Problem requirements – Copy out the data below word for word, starting with the line that contains "For every instance of the person in" and going on through the line that contains "Each pair is formatted like [523, 280].", with both of those lines included.

Data extract –

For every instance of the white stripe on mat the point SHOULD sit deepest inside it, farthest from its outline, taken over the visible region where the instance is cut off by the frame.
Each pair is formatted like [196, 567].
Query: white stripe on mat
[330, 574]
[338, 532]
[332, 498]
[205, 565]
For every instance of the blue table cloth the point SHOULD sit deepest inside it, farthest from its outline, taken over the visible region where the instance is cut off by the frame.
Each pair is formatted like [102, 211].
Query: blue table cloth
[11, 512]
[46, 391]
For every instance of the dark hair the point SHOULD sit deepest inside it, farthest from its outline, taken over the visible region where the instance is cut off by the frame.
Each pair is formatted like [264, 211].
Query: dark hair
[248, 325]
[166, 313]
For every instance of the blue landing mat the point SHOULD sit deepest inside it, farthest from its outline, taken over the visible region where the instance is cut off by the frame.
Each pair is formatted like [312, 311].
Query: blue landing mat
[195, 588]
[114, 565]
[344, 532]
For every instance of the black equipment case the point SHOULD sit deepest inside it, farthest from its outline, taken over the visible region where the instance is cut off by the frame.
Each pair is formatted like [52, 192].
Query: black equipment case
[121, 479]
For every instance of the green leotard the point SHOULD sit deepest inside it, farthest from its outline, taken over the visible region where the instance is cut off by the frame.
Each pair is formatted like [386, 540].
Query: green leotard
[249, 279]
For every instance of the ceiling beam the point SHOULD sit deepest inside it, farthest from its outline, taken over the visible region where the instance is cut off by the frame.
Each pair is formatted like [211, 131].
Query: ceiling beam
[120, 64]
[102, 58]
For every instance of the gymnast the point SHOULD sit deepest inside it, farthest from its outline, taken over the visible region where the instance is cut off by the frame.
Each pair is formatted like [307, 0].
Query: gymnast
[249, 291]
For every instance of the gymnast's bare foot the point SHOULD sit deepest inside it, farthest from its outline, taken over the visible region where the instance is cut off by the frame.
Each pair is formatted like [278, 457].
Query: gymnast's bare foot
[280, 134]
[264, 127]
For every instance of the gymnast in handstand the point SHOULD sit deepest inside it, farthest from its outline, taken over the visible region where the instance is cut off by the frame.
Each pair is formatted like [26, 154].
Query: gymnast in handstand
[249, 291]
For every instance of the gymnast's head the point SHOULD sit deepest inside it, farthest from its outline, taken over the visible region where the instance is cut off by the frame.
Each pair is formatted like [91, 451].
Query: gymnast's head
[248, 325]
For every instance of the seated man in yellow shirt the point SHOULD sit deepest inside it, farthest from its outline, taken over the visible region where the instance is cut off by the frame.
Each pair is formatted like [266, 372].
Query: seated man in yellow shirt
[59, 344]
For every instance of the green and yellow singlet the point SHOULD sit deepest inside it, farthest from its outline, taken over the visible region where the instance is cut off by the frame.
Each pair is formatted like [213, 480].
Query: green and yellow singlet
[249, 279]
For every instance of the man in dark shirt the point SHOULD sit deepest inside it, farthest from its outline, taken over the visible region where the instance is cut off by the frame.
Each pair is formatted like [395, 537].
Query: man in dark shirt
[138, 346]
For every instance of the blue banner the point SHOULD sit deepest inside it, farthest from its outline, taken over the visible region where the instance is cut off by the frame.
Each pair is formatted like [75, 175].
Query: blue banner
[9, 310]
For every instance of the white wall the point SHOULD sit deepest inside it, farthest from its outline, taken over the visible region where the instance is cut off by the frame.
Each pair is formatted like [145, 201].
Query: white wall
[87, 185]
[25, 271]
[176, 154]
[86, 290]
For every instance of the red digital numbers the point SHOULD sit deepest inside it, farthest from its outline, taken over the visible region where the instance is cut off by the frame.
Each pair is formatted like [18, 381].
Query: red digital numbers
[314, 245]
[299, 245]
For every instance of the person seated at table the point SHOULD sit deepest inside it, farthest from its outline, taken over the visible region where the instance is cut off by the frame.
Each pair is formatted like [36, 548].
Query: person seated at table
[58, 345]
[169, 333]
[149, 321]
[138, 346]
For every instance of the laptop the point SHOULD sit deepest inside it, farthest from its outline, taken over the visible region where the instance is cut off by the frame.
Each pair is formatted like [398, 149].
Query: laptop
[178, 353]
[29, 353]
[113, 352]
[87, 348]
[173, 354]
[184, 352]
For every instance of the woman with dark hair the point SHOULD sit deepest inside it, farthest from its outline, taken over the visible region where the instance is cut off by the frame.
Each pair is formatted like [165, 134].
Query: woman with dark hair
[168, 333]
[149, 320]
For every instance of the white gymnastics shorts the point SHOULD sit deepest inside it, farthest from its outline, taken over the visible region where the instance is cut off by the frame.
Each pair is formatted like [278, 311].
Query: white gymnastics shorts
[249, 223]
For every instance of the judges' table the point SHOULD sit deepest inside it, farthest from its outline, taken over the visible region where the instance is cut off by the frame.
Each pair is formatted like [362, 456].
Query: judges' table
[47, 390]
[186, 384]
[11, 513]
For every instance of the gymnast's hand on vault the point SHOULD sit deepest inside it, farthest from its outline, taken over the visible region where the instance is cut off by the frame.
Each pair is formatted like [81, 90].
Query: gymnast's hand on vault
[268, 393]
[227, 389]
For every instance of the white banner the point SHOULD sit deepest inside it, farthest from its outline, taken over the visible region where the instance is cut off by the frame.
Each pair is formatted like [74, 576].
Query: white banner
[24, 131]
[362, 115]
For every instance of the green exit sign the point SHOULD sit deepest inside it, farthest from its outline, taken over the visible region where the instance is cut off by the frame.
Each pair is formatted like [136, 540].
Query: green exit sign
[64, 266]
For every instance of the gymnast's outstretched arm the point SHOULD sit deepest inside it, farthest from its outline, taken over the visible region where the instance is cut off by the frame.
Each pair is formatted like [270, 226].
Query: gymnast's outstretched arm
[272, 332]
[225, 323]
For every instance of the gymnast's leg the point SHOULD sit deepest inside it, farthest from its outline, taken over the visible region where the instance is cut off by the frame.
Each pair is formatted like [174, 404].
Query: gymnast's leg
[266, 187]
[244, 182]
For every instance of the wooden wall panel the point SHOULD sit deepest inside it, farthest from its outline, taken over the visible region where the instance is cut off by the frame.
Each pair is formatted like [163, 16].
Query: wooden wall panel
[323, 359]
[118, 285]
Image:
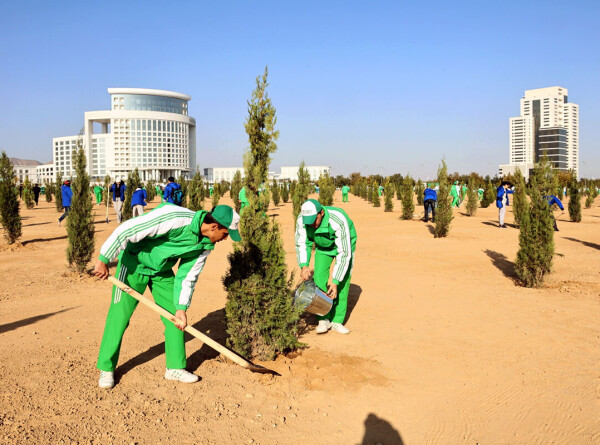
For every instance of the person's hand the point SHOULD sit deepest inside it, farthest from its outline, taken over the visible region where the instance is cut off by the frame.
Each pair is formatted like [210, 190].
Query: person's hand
[332, 291]
[100, 270]
[305, 273]
[182, 320]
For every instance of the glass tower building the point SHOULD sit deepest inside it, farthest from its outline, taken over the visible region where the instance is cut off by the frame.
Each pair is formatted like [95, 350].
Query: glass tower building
[145, 129]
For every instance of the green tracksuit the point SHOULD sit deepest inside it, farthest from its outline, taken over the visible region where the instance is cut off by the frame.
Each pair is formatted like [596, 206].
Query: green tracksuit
[98, 193]
[148, 247]
[345, 190]
[335, 238]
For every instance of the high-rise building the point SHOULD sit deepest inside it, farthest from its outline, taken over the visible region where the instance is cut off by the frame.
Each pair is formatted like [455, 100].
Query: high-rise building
[145, 129]
[548, 125]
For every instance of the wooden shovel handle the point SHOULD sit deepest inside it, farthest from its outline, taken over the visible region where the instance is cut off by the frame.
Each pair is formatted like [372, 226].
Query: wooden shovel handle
[195, 332]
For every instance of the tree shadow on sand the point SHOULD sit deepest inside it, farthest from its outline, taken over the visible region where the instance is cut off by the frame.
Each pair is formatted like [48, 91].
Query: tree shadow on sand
[502, 263]
[213, 325]
[585, 243]
[378, 430]
[31, 320]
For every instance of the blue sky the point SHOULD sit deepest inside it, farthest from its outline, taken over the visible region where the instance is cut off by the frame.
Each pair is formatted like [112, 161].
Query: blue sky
[376, 87]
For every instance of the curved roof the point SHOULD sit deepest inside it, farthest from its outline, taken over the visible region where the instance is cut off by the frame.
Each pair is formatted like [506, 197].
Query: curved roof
[150, 92]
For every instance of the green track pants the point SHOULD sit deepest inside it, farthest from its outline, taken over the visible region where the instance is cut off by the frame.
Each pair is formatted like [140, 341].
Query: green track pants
[323, 262]
[122, 307]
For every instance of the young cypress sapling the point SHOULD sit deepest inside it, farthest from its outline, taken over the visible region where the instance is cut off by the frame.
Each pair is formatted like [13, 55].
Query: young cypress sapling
[80, 223]
[9, 201]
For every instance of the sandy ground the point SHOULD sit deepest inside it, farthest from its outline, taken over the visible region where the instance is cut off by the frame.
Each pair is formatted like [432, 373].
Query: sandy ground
[444, 347]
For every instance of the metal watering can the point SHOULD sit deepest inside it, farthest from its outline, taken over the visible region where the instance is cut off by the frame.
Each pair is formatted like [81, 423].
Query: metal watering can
[308, 297]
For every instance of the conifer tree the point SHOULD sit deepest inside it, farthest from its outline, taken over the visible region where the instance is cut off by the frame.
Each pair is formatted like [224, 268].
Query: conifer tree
[408, 206]
[301, 190]
[58, 192]
[389, 196]
[472, 198]
[536, 231]
[443, 216]
[419, 189]
[9, 201]
[574, 199]
[285, 192]
[133, 182]
[375, 195]
[28, 194]
[80, 224]
[216, 194]
[519, 197]
[326, 190]
[261, 319]
[236, 186]
[196, 192]
[489, 195]
[275, 193]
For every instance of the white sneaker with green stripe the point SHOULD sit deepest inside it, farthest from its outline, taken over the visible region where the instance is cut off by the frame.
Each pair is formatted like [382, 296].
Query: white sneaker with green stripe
[181, 375]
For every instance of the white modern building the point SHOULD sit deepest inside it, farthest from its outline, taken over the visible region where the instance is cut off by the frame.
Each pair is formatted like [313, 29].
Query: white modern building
[548, 124]
[145, 129]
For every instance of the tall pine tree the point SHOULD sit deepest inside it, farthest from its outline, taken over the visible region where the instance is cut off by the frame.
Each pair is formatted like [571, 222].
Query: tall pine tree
[443, 216]
[536, 231]
[9, 201]
[261, 319]
[408, 206]
[80, 223]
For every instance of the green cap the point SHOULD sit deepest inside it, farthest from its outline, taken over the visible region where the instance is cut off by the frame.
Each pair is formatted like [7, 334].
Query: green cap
[229, 218]
[309, 211]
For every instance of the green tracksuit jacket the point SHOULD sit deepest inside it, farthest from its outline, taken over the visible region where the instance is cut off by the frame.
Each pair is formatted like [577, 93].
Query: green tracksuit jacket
[160, 238]
[335, 237]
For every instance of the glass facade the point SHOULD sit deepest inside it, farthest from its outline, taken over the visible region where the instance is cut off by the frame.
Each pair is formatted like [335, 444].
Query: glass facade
[143, 102]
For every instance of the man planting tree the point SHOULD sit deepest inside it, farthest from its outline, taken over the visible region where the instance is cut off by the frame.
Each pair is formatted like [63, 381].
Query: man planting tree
[148, 247]
[332, 231]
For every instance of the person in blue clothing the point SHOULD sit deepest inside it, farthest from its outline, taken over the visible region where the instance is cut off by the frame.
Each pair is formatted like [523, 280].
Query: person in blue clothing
[118, 191]
[169, 189]
[429, 202]
[138, 201]
[551, 201]
[66, 194]
[502, 201]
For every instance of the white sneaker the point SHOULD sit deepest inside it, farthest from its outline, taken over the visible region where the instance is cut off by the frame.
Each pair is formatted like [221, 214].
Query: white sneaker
[339, 328]
[323, 326]
[107, 379]
[181, 375]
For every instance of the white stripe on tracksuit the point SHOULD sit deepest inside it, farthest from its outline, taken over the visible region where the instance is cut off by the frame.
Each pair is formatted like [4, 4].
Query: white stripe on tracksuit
[156, 222]
[343, 242]
[189, 282]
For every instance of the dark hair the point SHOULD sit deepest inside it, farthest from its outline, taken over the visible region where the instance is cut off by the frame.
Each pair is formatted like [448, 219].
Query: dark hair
[208, 219]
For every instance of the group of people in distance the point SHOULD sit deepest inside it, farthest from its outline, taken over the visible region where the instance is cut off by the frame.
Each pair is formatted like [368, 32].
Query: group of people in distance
[150, 245]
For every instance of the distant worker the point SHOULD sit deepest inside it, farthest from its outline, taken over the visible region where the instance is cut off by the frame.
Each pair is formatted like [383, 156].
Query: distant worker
[36, 193]
[138, 201]
[551, 201]
[66, 194]
[502, 201]
[98, 193]
[429, 202]
[332, 232]
[345, 190]
[118, 191]
[173, 193]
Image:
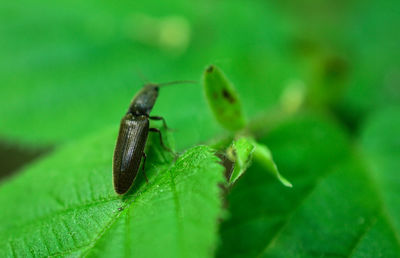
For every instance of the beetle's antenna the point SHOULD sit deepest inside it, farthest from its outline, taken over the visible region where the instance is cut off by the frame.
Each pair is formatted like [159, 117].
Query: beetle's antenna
[142, 77]
[176, 82]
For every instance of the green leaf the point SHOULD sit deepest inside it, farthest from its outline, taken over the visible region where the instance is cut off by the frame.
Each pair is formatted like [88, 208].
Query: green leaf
[65, 205]
[337, 208]
[223, 99]
[242, 152]
[264, 156]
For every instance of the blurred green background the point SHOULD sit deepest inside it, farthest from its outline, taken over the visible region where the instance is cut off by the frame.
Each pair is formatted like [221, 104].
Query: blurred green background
[69, 69]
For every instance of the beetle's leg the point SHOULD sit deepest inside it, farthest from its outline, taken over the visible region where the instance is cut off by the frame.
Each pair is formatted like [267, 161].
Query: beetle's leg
[155, 130]
[160, 118]
[144, 163]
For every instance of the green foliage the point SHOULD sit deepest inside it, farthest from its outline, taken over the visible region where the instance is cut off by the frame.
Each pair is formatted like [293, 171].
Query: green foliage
[318, 84]
[337, 207]
[242, 152]
[223, 99]
[66, 205]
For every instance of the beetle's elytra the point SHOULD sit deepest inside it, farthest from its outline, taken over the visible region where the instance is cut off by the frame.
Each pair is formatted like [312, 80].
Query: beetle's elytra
[132, 137]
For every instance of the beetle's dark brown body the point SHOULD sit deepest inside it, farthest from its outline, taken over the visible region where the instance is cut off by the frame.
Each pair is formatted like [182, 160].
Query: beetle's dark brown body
[128, 152]
[132, 137]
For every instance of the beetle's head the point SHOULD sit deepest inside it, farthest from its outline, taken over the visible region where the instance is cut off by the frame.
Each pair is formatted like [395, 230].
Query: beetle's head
[143, 102]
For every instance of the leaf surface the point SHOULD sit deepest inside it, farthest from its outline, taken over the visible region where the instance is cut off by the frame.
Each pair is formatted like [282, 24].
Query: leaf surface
[66, 205]
[336, 207]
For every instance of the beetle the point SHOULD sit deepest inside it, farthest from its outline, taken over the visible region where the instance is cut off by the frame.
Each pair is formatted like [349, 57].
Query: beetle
[132, 137]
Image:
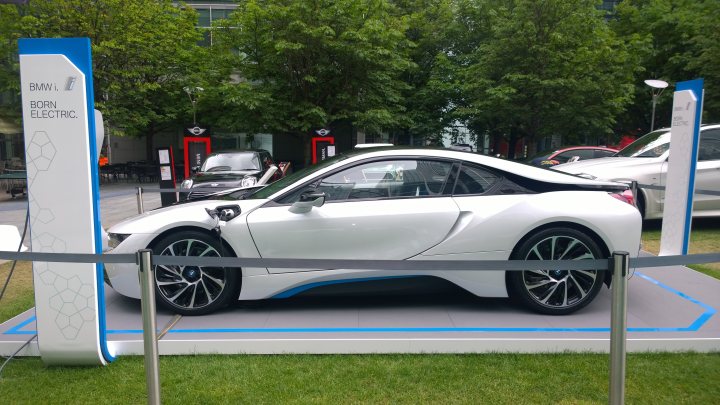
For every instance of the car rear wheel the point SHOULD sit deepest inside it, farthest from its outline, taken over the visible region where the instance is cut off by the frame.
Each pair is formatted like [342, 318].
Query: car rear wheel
[189, 289]
[556, 292]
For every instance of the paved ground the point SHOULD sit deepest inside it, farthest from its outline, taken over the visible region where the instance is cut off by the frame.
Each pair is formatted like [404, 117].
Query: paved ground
[117, 202]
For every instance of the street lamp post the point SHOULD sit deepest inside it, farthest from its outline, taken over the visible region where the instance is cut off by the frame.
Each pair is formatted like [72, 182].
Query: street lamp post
[657, 87]
[193, 93]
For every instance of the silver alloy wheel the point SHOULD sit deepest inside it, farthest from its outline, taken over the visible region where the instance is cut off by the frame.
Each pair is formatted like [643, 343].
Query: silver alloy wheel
[190, 287]
[560, 288]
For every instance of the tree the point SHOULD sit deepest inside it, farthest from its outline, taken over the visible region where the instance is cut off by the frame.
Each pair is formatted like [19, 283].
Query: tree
[143, 53]
[301, 65]
[430, 79]
[9, 67]
[676, 40]
[547, 67]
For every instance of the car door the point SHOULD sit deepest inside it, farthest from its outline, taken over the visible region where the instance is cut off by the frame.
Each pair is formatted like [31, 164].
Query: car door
[707, 172]
[383, 209]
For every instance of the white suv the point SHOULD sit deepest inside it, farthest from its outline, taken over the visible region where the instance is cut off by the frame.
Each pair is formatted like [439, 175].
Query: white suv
[646, 161]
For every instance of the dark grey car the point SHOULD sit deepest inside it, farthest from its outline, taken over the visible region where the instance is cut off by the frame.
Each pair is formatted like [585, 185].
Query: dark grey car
[229, 169]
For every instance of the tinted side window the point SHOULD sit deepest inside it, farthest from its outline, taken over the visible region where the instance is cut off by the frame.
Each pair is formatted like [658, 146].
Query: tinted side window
[603, 153]
[382, 179]
[474, 180]
[709, 145]
[583, 153]
[563, 157]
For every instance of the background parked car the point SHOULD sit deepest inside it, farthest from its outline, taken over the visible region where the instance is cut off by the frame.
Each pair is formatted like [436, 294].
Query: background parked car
[555, 157]
[229, 169]
[646, 161]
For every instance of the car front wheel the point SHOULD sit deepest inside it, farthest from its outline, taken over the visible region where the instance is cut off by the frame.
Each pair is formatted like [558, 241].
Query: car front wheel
[189, 289]
[550, 291]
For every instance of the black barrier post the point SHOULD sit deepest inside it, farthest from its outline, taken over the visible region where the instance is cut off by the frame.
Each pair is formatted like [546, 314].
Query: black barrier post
[618, 326]
[147, 303]
[141, 208]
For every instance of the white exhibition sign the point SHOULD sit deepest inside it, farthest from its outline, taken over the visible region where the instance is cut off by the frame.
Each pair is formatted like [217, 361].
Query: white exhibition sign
[63, 195]
[680, 180]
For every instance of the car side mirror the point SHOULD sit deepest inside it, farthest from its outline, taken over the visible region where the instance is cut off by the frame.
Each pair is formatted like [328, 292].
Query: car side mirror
[307, 201]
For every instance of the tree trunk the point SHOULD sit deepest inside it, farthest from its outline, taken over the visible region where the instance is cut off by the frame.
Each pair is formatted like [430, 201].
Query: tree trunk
[512, 142]
[307, 145]
[149, 152]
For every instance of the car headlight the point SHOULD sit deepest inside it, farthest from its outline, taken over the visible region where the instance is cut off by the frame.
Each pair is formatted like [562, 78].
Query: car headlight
[248, 181]
[115, 239]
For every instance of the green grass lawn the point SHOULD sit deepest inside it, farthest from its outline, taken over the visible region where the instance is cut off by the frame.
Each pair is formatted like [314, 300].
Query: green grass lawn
[488, 379]
[685, 378]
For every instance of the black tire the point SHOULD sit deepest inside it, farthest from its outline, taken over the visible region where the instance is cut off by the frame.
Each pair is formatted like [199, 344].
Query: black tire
[194, 290]
[556, 292]
[641, 205]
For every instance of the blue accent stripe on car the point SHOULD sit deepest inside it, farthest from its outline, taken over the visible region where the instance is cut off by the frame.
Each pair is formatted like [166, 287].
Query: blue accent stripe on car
[297, 290]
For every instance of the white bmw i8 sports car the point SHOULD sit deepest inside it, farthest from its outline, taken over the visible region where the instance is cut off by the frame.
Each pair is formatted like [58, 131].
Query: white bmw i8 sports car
[388, 204]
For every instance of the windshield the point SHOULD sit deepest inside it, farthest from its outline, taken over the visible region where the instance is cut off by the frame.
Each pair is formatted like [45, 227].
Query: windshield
[651, 145]
[273, 188]
[226, 162]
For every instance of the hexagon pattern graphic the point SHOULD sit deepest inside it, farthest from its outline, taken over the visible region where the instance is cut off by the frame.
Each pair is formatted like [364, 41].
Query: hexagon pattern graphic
[40, 154]
[72, 301]
[39, 214]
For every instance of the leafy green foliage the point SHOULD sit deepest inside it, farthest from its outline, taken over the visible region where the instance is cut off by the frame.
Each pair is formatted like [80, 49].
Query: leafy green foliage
[676, 40]
[544, 68]
[143, 55]
[308, 64]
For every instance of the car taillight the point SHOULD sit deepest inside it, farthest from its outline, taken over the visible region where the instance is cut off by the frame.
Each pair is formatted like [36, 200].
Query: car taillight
[625, 196]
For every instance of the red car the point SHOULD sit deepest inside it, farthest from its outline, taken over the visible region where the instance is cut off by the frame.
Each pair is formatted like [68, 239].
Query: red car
[555, 157]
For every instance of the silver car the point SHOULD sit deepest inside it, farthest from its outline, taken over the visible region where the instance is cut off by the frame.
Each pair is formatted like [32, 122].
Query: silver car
[646, 161]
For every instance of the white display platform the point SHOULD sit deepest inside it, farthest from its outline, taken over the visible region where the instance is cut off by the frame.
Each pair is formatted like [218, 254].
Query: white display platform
[669, 309]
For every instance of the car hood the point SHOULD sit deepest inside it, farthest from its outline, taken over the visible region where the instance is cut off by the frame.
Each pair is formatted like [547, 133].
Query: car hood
[188, 214]
[222, 177]
[597, 166]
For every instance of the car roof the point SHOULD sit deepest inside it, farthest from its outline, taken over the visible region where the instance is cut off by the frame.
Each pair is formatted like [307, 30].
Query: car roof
[228, 152]
[508, 166]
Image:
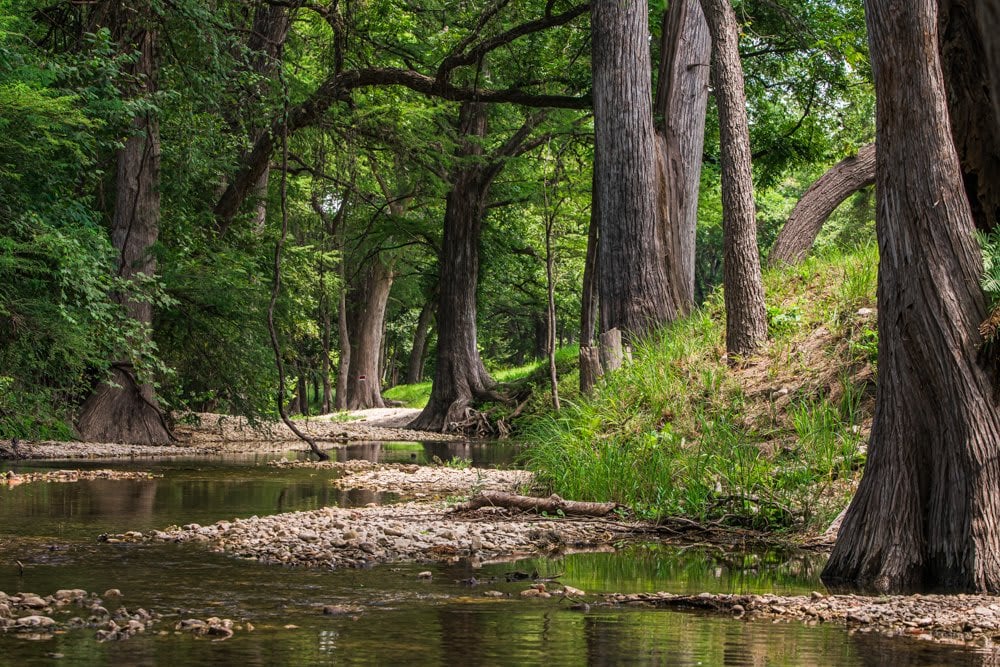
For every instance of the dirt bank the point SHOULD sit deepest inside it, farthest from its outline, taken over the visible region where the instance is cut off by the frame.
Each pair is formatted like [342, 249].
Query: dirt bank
[206, 434]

Expected answer –
For every instance of the person in blue clothing the point SHOULD sit deepest inside it, farthest from its outline, taken over the visible region where the instance is cut off by the frame.
Each pair is formatted like [523, 280].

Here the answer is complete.